◆ **Instructions for the task**
Take the line containing "Practice step: put one dot on the dry" and every line after it to the end of the data, and write them out exactly as they appear.

Information supplied section start

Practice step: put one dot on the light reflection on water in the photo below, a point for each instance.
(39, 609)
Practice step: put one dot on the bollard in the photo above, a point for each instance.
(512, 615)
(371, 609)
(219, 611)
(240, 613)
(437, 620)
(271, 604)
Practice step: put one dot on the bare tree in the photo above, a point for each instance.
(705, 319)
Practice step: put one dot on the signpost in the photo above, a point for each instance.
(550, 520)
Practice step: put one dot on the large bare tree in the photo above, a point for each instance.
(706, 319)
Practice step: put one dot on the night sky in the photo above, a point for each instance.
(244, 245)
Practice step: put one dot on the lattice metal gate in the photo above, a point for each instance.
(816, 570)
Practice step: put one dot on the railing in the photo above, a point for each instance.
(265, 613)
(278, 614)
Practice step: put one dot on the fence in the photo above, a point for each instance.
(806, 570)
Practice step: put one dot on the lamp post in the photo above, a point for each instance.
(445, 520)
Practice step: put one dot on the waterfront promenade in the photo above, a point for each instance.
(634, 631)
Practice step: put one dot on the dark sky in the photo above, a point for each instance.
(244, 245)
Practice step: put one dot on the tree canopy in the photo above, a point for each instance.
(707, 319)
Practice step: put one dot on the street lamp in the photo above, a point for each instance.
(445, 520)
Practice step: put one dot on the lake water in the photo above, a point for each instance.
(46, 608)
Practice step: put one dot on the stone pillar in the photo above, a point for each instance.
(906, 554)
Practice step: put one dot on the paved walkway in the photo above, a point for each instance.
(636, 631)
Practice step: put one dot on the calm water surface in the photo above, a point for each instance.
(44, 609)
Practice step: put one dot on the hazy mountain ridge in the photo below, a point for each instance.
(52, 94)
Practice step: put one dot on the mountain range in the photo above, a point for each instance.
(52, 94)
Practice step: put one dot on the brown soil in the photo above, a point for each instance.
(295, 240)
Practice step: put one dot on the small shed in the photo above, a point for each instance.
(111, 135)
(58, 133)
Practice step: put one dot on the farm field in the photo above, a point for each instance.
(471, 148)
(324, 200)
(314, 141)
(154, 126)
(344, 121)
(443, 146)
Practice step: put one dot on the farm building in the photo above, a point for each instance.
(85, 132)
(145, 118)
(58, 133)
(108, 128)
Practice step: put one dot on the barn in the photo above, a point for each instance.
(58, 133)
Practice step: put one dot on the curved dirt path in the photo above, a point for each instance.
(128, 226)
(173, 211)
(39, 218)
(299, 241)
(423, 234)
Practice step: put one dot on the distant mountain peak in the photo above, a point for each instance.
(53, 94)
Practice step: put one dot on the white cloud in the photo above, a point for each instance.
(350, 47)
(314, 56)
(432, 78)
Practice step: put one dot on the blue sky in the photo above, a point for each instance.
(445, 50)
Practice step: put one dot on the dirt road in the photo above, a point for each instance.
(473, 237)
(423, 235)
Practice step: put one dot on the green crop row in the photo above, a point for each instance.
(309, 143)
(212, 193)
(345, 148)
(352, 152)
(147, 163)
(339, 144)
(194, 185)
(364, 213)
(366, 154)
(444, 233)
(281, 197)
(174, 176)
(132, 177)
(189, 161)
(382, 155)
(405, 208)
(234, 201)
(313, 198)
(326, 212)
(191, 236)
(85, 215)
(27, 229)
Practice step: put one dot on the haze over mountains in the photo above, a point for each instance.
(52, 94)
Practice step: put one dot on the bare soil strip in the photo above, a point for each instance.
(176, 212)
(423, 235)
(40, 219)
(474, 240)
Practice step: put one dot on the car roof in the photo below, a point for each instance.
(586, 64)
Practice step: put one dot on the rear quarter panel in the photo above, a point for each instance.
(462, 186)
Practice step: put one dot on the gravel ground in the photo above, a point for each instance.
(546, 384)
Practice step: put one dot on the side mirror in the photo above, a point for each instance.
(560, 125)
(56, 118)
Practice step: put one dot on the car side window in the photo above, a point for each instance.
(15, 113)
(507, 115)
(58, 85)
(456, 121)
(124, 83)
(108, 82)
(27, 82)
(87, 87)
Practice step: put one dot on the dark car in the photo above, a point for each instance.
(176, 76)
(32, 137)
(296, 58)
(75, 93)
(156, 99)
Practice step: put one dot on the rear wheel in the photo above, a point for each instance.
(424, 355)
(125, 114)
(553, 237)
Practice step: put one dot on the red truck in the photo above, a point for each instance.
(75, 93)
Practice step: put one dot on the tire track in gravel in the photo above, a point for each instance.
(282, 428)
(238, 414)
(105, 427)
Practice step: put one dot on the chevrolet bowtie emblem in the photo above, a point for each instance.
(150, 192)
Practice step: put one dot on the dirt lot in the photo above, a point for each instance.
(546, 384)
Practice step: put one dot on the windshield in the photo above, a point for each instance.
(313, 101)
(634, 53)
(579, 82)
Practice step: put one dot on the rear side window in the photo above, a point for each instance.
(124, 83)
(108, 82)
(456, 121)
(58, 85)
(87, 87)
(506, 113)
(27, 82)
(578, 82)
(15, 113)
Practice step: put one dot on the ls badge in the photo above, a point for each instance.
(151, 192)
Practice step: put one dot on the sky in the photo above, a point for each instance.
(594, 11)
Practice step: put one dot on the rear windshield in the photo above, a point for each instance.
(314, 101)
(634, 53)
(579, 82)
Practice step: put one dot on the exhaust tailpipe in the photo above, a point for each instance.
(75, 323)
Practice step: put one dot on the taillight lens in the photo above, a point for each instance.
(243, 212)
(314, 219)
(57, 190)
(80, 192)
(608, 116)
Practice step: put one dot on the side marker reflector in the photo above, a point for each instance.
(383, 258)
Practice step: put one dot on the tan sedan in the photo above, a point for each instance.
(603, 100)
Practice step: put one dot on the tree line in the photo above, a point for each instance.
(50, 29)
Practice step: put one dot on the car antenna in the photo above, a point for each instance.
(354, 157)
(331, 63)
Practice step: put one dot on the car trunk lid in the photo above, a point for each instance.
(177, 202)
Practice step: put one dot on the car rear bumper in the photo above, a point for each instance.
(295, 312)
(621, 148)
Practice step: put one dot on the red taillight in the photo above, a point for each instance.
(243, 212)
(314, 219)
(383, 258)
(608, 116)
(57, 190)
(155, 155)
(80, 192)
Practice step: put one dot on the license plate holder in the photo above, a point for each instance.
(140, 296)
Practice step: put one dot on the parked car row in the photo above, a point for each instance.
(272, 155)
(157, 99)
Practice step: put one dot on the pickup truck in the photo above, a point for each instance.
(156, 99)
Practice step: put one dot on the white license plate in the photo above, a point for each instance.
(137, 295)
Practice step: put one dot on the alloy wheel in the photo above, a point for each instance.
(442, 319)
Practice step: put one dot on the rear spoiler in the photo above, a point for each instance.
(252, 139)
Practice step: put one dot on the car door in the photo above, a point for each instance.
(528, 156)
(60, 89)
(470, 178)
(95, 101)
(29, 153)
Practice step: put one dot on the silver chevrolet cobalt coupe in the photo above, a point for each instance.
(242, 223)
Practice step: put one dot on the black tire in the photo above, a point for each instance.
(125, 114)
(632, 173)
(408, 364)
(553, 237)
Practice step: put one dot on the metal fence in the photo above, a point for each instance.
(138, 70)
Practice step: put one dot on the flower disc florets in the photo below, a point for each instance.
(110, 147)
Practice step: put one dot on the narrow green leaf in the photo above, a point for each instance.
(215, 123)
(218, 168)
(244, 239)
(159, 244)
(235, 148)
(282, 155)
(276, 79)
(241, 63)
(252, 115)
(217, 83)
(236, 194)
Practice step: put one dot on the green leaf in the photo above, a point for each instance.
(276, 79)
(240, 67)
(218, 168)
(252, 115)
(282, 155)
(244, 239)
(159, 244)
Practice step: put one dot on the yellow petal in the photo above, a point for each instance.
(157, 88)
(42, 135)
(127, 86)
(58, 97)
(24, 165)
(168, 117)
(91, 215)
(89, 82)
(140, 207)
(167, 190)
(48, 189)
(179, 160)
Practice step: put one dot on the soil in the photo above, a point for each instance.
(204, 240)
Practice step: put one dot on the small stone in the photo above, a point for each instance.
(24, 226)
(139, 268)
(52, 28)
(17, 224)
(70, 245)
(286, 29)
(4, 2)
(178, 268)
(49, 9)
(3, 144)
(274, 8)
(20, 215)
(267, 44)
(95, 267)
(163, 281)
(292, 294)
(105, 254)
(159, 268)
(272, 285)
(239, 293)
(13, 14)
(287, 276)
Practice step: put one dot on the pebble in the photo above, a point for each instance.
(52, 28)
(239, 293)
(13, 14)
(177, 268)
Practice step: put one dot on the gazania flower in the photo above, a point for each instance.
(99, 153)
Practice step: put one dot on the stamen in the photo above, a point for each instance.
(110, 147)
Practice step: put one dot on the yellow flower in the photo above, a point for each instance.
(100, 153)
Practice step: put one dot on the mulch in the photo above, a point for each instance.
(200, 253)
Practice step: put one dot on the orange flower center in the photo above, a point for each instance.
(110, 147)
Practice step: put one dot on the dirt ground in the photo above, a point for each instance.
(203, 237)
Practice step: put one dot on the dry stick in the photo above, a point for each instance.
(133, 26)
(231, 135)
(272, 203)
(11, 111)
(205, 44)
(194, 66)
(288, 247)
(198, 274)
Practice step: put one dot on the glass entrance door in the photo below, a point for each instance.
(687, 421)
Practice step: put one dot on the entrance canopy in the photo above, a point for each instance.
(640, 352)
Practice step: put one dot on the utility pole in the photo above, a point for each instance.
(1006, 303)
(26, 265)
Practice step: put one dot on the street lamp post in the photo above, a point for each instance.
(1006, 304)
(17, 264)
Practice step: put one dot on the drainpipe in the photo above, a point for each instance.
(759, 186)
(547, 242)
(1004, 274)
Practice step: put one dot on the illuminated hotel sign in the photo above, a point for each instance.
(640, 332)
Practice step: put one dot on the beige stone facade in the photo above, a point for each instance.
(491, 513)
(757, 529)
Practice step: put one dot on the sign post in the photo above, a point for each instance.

Information supplied section end

◆ **Answer section**
Practice step: put one dot on the dry stick in the photo above, a point for each instance.
(133, 26)
(231, 135)
(272, 203)
(11, 111)
(205, 44)
(194, 66)
(288, 247)
(198, 274)
Practice step: put one dot on the glass entrance door in the photo below, a point for each instance.
(687, 421)
Practice step: put one dot on the entrance canopy in the photo above, a point for each instance.
(640, 352)
Practice step: put one dot on the utility pole in the photo above, a point for each instance.
(1006, 303)
(26, 265)
Practice step: put one dot on the street lamp post in the photo above, a point for each instance.
(1006, 304)
(17, 264)
Practice step: put one dot on the drainpipe in the photo above, a point for each instance.
(759, 186)
(547, 242)
(1004, 274)
Practice step: put one dot on the illuminated hotel sign in the photo above, a point for each instance.
(640, 332)
Practice step: put one dot on the beige stone facade in the photo above, a point for each instance.
(491, 513)
(757, 529)
Practice step: put one dot on the sign post in the photo above, a point for each instance.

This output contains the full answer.